Dataset records START
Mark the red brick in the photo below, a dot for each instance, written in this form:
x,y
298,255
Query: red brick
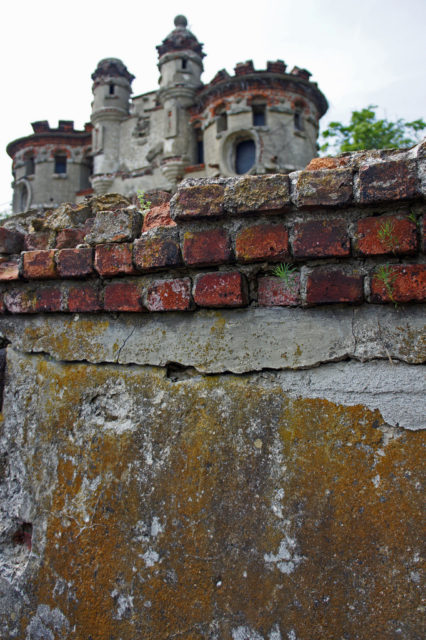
x,y
11,241
386,234
326,286
395,180
156,250
39,265
275,292
328,188
20,300
123,296
84,298
9,270
158,216
321,238
74,263
206,247
262,242
220,290
48,299
169,295
114,260
38,240
70,238
406,283
204,200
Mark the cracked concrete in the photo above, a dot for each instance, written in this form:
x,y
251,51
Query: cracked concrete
x,y
238,341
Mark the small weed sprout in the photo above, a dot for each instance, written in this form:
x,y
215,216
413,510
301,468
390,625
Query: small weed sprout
x,y
287,273
412,217
387,277
144,204
387,236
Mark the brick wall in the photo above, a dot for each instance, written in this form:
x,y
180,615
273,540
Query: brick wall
x,y
347,230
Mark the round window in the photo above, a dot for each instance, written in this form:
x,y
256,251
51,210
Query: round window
x,y
245,156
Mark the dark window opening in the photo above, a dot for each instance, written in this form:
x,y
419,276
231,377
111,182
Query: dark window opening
x,y
60,164
221,122
29,166
200,147
259,115
245,156
298,121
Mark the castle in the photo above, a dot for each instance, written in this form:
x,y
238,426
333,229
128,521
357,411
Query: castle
x,y
253,122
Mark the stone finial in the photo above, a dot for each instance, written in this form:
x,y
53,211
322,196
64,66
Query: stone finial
x,y
180,21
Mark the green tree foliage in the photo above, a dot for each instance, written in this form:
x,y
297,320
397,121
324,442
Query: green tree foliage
x,y
366,131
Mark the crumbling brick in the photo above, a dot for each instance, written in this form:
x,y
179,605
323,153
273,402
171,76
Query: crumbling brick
x,y
275,292
11,241
332,285
257,193
321,238
39,265
386,234
262,242
38,240
156,250
395,180
201,201
123,296
226,289
70,238
84,298
74,263
399,283
169,295
323,188
114,260
9,269
208,247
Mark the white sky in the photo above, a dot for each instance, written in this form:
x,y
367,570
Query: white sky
x,y
360,52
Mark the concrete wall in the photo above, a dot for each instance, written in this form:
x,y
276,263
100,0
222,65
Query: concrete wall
x,y
194,447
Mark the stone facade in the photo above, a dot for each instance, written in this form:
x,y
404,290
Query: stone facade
x,y
253,122
196,445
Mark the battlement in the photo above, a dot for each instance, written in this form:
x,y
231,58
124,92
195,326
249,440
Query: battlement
x,y
212,408
352,234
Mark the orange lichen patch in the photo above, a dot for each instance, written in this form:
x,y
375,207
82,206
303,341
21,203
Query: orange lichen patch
x,y
183,509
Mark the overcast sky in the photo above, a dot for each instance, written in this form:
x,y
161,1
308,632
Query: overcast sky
x,y
360,52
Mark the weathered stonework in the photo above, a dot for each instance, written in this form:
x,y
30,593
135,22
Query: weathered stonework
x,y
254,122
193,447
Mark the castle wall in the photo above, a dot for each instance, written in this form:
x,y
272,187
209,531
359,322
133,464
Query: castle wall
x,y
192,446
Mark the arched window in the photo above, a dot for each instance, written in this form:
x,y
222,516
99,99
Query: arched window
x,y
29,164
298,121
60,163
245,156
200,146
221,118
259,115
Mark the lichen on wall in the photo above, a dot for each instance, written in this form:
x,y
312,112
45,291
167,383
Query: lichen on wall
x,y
204,507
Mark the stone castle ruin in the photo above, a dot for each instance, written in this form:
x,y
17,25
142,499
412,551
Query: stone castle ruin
x,y
253,122
194,444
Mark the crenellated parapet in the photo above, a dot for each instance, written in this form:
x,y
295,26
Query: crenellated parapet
x,y
350,234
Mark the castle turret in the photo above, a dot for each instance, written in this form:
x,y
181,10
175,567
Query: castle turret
x,y
50,166
112,87
181,65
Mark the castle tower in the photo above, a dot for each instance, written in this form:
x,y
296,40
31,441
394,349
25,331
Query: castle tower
x,y
50,166
112,87
181,65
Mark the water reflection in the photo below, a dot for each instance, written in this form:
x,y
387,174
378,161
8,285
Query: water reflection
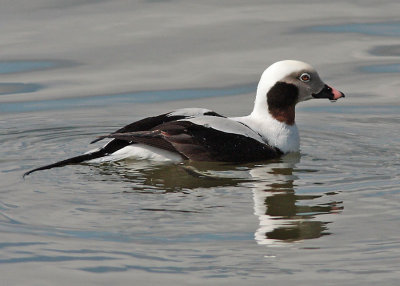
Dataset records END
Please give the records again word for word, omitting all images.

# Task output
Mark the red brick in the photo below, a dot for each instance, written in this form:
x,y
298,255
Query: red brick
x,y
11,241
386,234
326,286
395,180
156,250
39,265
275,292
328,188
20,300
123,296
84,298
9,270
158,216
321,238
74,263
206,247
262,242
220,290
48,299
169,295
114,260
38,240
70,238
406,283
204,200
Mark the cracked concrete in the photo above, a dot for each instance, written in this form:
x,y
251,51
Query: cracked concrete
x,y
238,341
Mark the small weed sprout in the photo above, a dot for each instance, written in this form:
x,y
215,216
413,510
301,468
390,625
Query: small weed sprout
x,y
287,273
412,217
387,277
144,204
387,236
Mark the brick wall in the photo above, a dot for each instance, written in this form:
x,y
180,615
273,540
Query: brick wall
x,y
347,230
Mark the round window in the photo above, a dot for each instance, written in this form:
x,y
256,251
51,210
Query: round window
x,y
245,156
Mark the dark window opening in the photo above, a dot for each instance, written in this form:
x,y
419,276
231,377
111,182
Query: dark window opening
x,y
60,164
221,122
29,166
200,147
259,115
245,156
298,121
Mark the castle in the photo above, a dot for each instance, written in this form:
x,y
238,426
333,229
128,521
357,411
Query: castle
x,y
253,122
Mark the stone finial in the photo above, a dot for each instance, written in this form:
x,y
53,211
322,196
64,66
Query: stone finial
x,y
180,21
Mark the green tree foliage in the photo above, a dot for each instance, written in this form:
x,y
297,320
397,121
324,442
Query: green tree foliage
x,y
366,131
Mark the crumbling brick in the photo above, a dot for each instance, written in this form:
x,y
179,605
323,153
273,402
171,76
Query: crumbling brick
x,y
275,292
11,241
332,285
257,193
321,238
39,265
386,234
262,242
38,240
156,250
395,180
201,201
123,296
226,289
70,238
84,298
74,263
399,283
169,295
323,188
114,260
9,269
208,247
Mark the white sky in the photo above, a dot for each instance, written in this form:
x,y
367,570
Query: white sky
x,y
360,52
Mark the concrete wall in the photo above, a dot for each instance, written in this form:
x,y
276,263
100,0
222,65
Query: concrete wall
x,y
194,447
Mark the stone facade in the photo above, a dot for each instance, written in this form:
x,y
404,290
Query: stone facade
x,y
253,122
196,445
Mark the battlement in the photo above, a dot for each instance, written in this form:
x,y
231,58
124,92
195,326
249,440
Query: battlement
x,y
212,408
352,234
Mark the orange lichen patch in the photo above, a dot for each instance, written in this form:
x,y
375,207
82,206
303,341
21,203
Query: orange lichen patch
x,y
183,509
Mark the overcast sky in the photo above, a dot for each instance, written in this form:
x,y
161,1
308,632
Query: overcast sky
x,y
360,52
Mark the weathered stonework in the photo above, a dot for each instance, written in this form:
x,y
30,593
135,22
Query: weathered stonework
x,y
254,122
193,447
Mark the castle wall in the photo above, a dot for each instance, written in this form:
x,y
272,187
209,531
359,322
133,464
Query: castle wall
x,y
192,446
Mark the arched window in the photo above, a dot for each instance, written in this form:
x,y
222,516
99,99
Query: arched window
x,y
29,164
298,121
60,163
245,156
200,146
221,118
259,115
Mark the lichen on wall in the photo above, a dot for each instance, written in this form:
x,y
312,112
45,291
167,383
Query: lichen on wall
x,y
204,507
Mark the stone castle ruin in the photo above, a dot for each instance, written in this form:
x,y
17,25
142,499
412,551
Query: stone castle ruin
x,y
253,122
194,444
Mark the crenellated parapet in the photo above, a dot for each instance, written in this form:
x,y
295,26
Query: crenellated parapet
x,y
350,234
Mark the castle turret in the photo above, a dot for each instance, written in this form:
x,y
181,10
175,567
Query: castle turret
x,y
50,166
112,87
181,65
Mark the castle tower in the photo above, a dot for each instance, written in this form:
x,y
296,40
31,441
394,349
25,331
Query: castle tower
x,y
50,166
112,87
181,65
Mark the water reflection in the photo below, a dot for each instance, written in this form:
x,y
387,174
378,161
8,285
Query: water reflection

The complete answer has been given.